Task statement. After locating the line with "Can you find the orange", retype it and every later line exactly, stopping at the end of the records.

====

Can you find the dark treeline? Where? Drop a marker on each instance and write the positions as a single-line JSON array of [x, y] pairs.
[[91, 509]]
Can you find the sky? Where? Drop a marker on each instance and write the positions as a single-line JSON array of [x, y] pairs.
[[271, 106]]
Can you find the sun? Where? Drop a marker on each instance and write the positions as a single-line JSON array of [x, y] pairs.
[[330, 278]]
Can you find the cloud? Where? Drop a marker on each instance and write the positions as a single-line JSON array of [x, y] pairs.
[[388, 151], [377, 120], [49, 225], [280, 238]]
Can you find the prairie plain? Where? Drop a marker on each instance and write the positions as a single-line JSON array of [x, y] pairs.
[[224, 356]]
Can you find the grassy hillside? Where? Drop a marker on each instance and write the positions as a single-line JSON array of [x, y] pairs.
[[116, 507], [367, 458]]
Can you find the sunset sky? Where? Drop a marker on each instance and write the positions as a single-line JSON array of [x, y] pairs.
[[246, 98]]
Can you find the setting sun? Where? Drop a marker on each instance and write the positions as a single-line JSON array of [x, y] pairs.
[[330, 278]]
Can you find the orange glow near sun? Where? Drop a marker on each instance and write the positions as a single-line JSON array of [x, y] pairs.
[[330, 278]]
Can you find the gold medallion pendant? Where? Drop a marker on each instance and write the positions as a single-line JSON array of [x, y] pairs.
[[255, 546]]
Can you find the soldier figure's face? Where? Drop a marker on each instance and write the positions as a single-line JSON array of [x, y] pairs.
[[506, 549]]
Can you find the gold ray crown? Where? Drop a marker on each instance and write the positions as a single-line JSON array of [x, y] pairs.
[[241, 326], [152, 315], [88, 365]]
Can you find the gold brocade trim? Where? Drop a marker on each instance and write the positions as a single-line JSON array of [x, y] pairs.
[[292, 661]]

====

Exercise response.
Can you find the orange glow near sun? Where? Drop a marker on each instance and write the positions as a single-line JSON array of [x, y] pairs.
[[330, 278]]
Can you find the gold medallion pendant? Where? Drop a marker on each instance and write the positions as a single-line JSON array of [x, y] pairs.
[[255, 546]]
Can you find the soldier figure's face? Where? Drop a marker on each instance and write the positions as a single-line JSON array of [x, y] pairs.
[[506, 549]]
Can you find the gold ray crown? Where? Drop a marker on each instance and write the positions as a single-line JSON array of [x, y] pairs.
[[241, 326], [152, 315], [88, 365]]
Can you find the gold brocade trim? Where? Drop a marker on each instance and write the positions as a single-line JSON array of [x, y] pairs.
[[292, 661]]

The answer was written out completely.